## Your objective
Show every line of the listing that contains the string "point", matching case exactly.

>>>

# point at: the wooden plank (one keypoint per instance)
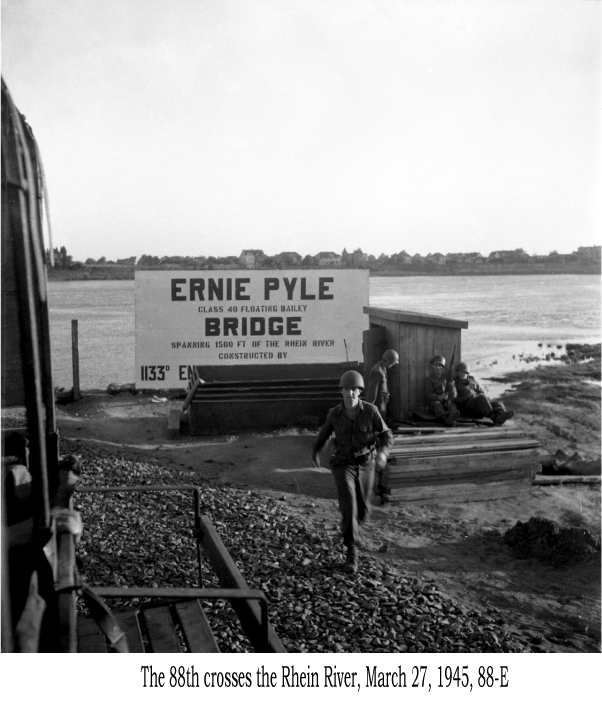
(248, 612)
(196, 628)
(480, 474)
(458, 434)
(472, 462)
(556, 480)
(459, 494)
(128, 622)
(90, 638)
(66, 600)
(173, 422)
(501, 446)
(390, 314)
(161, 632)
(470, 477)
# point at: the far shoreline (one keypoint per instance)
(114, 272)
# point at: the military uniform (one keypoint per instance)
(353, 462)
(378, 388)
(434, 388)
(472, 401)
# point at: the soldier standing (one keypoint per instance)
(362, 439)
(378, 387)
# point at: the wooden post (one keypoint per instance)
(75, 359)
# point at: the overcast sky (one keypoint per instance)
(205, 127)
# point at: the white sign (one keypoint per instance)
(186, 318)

<<<
>>>

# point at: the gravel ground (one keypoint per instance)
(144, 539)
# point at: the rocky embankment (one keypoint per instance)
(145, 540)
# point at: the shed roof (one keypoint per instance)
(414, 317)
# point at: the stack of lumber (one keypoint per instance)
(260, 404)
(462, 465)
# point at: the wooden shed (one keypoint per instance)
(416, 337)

<<<

## Task answer
# point at: the wooden plank (one keypoint per instance)
# point at: the far shoreline (one keypoint per instance)
# point at: the military uniform (one keypoint per instance)
# point at: the soldier standing (one keypoint per instance)
# point at: the wooden post (one keypoint per instance)
# point at: the overcast sky (one keypoint per instance)
# point at: the white sign (one keypoint per instance)
# point at: the gravel ground (one keypoint per instance)
# point at: the rocky embankment (one keypoint per instance)
# point at: the shed roof (one keypoint per instance)
# point at: the stack of lumber (one keypoint per instance)
# point at: the wooden shed (one keypoint per instance)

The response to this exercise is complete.